# Given instruction 1:
Translate this sentence from the excerpt on perf tracing options into Spanish: "This requires the conversion of all arguments to strings and rather defeats the purpose of having the kernel do the formatting."
# Given instruction 2:
Answer from the excerpt on perf tracing options:
(a) Which header file is included under the heading "Perf trace wrappers in linux header files"?
(b) Under "Limited variable count", at most how many arguments would the approach allow?
(c) What conversion does the "char[] pointer argument" approach require?
# Given instruction 3:
From the excerpt on perf tracing options, copy out the part that begins with the words containing "# char[] pointer" and ends with "do the formatting.".

# Extracted text:

★ ★ ★ ★ ★

Ideally I would like to see something just like trace_printf() without
having to define it myself in each of my testcases. I only see a few
ways of doing that, none of which are particularly nice:

# Perf trace wrappers in linux header files
#include <linux/perf-trace.h>
- requires working with glibc for headers installation
- could just be something like trace_printf() (that Ingo posted in
another mail in this thread) in the header file itself, no need for
a library.

# Perf vDSO and /sys exported headers
-lperf -I/sys/kernel/include/perf/
#include <perf-trace.h>
- introduces including from and linking to the kernel to applications
(not just glibc)
- introduces kernel /sys exported headers (ewe)

# Limited variable count
Use the max syscall argument count (7?) to allow for an opcode, format
string, and at most 5 arguments. This isn't very pretty in the user code
and I'd probably rather wrap the prctl version below than use this idea.

# char[] pointer argument
This requires the conversion of all arguments to strings and rather
defeats the purpose of having the kernel do the formatting.

★ ★ ★ ★ ★

# Supplied data:
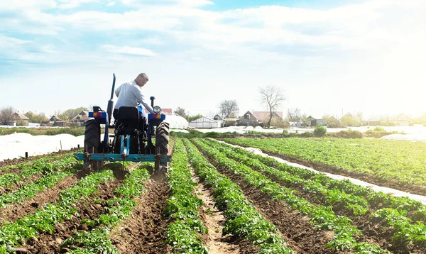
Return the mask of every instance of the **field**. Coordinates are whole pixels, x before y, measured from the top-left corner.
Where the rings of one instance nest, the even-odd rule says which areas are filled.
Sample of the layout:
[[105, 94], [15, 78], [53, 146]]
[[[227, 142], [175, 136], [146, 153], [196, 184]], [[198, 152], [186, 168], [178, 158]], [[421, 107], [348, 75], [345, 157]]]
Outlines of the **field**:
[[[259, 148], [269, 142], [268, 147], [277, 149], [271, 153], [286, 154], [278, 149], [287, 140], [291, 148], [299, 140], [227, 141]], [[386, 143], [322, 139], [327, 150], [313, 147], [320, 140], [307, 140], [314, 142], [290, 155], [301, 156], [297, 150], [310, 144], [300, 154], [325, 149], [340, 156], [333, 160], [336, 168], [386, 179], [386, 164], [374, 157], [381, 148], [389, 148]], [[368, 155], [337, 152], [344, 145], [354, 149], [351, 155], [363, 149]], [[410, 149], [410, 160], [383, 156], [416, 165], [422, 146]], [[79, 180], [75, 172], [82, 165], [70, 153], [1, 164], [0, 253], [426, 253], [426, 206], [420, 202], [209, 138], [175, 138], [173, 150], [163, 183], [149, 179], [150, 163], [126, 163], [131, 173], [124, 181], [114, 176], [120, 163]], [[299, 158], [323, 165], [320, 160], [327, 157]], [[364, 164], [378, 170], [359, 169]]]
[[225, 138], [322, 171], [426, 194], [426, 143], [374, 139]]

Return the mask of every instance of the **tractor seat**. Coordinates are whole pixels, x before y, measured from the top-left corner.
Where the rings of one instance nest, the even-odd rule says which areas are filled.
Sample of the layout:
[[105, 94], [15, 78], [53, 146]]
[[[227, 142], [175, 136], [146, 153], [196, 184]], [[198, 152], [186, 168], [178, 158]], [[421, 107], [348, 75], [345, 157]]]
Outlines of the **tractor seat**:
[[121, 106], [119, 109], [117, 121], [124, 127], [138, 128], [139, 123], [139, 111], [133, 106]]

★ ★ ★ ★ ★

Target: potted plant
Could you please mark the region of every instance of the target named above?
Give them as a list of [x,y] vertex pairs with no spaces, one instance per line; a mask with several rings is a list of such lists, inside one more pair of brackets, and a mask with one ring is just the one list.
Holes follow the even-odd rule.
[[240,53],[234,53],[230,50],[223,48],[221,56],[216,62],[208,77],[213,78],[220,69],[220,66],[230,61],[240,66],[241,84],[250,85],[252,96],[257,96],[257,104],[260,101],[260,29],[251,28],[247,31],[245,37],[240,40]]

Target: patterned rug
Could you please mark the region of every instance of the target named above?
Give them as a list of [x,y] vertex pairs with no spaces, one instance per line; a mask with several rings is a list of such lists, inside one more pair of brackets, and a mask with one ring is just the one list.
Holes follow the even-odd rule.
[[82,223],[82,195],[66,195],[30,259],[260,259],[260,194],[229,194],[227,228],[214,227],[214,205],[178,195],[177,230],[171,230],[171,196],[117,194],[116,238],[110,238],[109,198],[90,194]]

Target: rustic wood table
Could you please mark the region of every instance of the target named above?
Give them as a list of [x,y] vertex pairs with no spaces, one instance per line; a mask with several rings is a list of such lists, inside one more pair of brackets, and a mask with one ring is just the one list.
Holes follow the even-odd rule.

★ ★ ★ ★ ★

# Written answer 1:
Esto requiere convertir todos los argumentos en cadenas y más bien anula el sentido de que sea el kernel quien haga el formateo.

# Written answer 2:
(a) <linux/perf-trace.h>
(b) At most 5 arguments.
(c) The conversion of all arguments to strings.

# Written answer 3:
# char[] pointer argument
This requires the conversion of all arguments to strings and rather
defeats the purpose of having the kernel do the formatting.